| Aim of the exercise |
Convert the material, from its first line through the line containing "top-left (135, 97), bottom-right (320, 180)", inclusive, into a Markdown table with the columns No. and Text. Give each line its own numbered row and leave out blank lines.

| Data shown |
┌──

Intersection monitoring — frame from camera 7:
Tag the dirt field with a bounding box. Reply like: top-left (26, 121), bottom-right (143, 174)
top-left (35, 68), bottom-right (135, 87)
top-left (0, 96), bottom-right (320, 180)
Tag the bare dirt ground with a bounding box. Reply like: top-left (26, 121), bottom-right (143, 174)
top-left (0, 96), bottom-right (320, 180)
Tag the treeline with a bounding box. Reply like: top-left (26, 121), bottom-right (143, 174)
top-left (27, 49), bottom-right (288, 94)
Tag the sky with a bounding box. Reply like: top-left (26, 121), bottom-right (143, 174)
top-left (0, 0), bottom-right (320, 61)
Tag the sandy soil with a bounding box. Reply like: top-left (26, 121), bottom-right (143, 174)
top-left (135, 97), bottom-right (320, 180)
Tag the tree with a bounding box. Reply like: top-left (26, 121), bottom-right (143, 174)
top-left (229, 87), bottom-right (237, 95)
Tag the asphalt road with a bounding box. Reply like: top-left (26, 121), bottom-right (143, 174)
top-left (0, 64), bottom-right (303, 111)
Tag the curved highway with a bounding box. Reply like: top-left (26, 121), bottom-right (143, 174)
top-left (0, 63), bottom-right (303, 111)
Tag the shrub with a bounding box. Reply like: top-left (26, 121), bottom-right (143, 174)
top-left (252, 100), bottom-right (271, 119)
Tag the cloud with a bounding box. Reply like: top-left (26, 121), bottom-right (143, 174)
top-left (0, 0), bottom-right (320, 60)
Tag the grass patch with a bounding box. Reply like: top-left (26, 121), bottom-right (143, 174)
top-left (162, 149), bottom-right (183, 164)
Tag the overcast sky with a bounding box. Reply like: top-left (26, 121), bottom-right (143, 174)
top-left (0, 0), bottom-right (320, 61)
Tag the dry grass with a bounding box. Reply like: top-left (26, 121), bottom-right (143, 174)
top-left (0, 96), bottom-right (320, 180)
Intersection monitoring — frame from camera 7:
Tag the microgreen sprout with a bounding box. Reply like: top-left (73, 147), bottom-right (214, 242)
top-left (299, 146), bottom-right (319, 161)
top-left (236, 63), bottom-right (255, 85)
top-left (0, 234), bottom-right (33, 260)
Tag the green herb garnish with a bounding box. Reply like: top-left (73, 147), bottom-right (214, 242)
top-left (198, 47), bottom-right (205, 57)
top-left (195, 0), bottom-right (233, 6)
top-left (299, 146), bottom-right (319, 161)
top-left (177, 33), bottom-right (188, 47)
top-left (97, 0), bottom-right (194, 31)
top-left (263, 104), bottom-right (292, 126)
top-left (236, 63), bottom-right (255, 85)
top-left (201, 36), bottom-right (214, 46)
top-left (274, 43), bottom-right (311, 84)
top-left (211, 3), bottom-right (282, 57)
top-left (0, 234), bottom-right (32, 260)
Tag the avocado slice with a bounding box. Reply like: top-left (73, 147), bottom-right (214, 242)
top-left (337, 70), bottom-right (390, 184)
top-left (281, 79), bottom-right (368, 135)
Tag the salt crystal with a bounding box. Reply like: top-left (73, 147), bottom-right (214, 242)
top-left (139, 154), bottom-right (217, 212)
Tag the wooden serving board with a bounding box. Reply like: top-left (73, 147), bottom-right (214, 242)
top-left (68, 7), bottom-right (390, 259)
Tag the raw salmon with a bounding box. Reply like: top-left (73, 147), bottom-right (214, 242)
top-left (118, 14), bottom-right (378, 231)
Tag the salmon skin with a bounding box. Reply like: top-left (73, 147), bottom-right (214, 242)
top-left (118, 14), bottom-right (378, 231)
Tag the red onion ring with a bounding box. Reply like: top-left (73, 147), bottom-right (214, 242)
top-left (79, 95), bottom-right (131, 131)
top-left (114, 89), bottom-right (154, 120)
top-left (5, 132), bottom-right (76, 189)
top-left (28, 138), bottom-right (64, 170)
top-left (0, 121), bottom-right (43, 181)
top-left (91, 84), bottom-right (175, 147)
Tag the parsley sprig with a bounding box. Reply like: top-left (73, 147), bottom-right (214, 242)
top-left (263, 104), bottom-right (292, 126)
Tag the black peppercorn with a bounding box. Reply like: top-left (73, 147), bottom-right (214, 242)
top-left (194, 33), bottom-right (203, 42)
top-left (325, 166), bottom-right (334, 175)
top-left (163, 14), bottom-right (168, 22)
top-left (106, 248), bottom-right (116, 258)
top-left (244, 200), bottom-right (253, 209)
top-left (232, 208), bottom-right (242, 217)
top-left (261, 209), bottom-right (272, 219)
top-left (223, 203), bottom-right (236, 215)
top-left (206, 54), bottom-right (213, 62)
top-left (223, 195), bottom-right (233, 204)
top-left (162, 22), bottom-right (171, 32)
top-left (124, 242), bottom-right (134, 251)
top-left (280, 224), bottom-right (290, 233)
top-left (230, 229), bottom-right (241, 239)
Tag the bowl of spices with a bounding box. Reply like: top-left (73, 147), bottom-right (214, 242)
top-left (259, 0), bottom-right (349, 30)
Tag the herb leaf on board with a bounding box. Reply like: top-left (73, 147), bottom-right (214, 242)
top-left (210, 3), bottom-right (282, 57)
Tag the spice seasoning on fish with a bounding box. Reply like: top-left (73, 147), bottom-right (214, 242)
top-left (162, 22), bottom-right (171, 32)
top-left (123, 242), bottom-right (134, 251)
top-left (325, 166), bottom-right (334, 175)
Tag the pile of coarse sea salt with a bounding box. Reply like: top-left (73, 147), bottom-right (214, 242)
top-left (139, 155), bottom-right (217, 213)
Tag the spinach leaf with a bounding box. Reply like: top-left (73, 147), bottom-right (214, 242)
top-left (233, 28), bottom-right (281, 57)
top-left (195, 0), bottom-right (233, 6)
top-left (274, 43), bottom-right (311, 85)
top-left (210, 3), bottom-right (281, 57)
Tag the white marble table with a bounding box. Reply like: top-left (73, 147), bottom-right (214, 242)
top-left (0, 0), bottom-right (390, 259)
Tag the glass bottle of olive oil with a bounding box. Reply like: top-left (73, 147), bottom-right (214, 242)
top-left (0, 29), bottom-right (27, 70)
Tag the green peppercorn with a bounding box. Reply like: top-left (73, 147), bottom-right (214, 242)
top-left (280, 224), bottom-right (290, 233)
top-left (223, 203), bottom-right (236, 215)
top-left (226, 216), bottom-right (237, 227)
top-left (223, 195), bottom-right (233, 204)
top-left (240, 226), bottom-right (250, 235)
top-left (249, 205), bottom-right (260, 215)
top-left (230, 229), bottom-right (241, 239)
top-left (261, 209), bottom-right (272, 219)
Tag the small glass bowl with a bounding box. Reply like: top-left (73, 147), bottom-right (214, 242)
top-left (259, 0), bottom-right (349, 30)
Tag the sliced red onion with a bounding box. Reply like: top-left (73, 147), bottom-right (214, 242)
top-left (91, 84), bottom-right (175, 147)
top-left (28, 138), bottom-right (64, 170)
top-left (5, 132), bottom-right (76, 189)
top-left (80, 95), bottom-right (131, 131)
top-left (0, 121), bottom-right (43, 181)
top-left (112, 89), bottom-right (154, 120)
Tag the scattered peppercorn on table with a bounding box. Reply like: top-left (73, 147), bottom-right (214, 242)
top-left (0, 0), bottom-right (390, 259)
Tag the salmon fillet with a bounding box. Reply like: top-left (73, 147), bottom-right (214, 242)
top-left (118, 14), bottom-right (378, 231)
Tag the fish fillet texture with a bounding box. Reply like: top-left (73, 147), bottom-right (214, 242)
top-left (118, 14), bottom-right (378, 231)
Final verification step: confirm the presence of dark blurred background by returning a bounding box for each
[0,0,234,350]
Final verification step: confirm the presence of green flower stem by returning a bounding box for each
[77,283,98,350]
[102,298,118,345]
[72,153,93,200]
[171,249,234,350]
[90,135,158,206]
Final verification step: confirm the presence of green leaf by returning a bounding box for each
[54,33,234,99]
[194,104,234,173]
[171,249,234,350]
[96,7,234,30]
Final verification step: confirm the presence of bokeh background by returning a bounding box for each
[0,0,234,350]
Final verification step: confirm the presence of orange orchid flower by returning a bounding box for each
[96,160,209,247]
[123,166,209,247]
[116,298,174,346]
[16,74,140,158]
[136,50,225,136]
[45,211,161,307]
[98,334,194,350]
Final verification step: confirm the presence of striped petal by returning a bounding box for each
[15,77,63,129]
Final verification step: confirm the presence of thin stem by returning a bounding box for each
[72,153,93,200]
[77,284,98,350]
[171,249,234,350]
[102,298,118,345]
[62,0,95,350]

└──

| Completed task |
| No. | Text |
|---|---|
| 1 | Intersection monitoring — frame from camera 7: |
| 2 | Tag the dirt field with a bounding box. Reply like: top-left (26, 121), bottom-right (143, 174) |
| 3 | top-left (35, 68), bottom-right (135, 87) |
| 4 | top-left (0, 96), bottom-right (320, 180) |
| 5 | Tag the bare dirt ground with a bounding box. Reply like: top-left (26, 121), bottom-right (143, 174) |
| 6 | top-left (0, 96), bottom-right (320, 180) |
| 7 | Tag the treeline with a bounding box. Reply like: top-left (26, 121), bottom-right (143, 174) |
| 8 | top-left (27, 49), bottom-right (288, 94) |
| 9 | Tag the sky with a bounding box. Reply like: top-left (26, 121), bottom-right (143, 174) |
| 10 | top-left (0, 0), bottom-right (320, 61) |
| 11 | Tag the sandy soil with a bounding box. Reply like: top-left (26, 121), bottom-right (143, 174) |
| 12 | top-left (135, 97), bottom-right (320, 180) |